• Work to be completed: Each entry is to be transcribed exactly, with nothing added or dropped.

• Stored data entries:

□ □ □ □ □

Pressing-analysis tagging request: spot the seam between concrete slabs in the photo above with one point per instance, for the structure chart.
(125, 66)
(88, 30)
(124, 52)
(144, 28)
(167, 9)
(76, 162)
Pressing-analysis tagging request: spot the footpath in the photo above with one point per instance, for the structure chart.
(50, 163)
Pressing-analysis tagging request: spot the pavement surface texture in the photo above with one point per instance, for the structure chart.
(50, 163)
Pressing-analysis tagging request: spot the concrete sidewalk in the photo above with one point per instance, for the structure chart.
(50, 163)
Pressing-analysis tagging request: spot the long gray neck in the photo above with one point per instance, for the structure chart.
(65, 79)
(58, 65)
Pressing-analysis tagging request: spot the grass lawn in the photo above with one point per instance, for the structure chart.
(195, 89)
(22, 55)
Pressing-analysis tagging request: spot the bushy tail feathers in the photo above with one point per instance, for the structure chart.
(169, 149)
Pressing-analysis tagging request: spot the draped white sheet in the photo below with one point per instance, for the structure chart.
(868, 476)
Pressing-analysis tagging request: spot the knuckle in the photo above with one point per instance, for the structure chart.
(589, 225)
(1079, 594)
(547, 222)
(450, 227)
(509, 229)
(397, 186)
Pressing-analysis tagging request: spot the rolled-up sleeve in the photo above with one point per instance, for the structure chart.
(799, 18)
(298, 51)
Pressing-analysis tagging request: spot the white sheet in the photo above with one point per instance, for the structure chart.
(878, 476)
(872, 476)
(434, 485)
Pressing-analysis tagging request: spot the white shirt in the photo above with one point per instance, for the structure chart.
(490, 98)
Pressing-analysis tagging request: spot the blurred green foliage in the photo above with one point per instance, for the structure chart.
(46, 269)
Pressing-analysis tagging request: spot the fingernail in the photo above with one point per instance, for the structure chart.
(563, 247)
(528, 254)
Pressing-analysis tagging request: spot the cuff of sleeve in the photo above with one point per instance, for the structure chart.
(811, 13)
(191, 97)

□ □ □ □ □

• The answer:
Pressing-analysis tagging request: spot the seam between concrete slabs in the photo above with one point per instance, for the structure chart.
(125, 66)
(88, 30)
(124, 52)
(144, 28)
(167, 9)
(76, 162)
Pressing-analysis tagging request: spot the footpath in the photo above with one point per instance, for the structure chart.
(50, 163)
Pressing-analysis tagging request: spot the pavement surface texture in the photo above with one point per instance, for the structure chart.
(50, 163)
Pressing-analysis tagging request: spot the concrete sidewalk in the photo above with one point per instance, for the structure chart.
(50, 163)
Pressing-analysis tagging request: spot the long gray neck in the photo above with one point per instance, for the structure chart.
(65, 79)
(58, 65)
Pressing-analysis tagging request: spot the grass lawn in the photo above with one point per instance, for the structure chart.
(195, 89)
(22, 55)
Pressing-analysis tagging request: spot the bushy tail feathers in the photo above with one point per instance, for the structure chart.
(169, 149)
Pressing-analysis tagging request: spot the draped white sheet in the photo below with one point per instance, for the structure chart.
(868, 476)
Pressing-analysis tagging request: spot the knuckle in the photo above with one point per instance, for the structure chart.
(589, 225)
(1079, 594)
(547, 222)
(450, 227)
(509, 229)
(397, 186)
Pressing-analysis tagging request: spot the rolled-up sleeve in the photo above with one point per instance, for the structure chart.
(799, 18)
(298, 51)
Pressing-analysis tagging request: spot the white sheet in the photo above with one point per instance, for the structure chart.
(878, 476)
(872, 476)
(434, 485)
Pressing-analysis tagging request: spot the white shirt in the photo above with one point per instance, for the structure chart.
(490, 98)
Pressing-analysis tagging request: spot the blurred green foliage in the photo above with one point per instance, for the structure chart.
(46, 269)
Pressing-analysis tagging request: spot the fingernail in the photo above with one point per instance, for the structure chart.
(563, 247)
(528, 254)
Pressing-analysis tagging request: spot the cuff of sleeve in the photo above with one point per instance, for the structure chart.
(811, 13)
(191, 97)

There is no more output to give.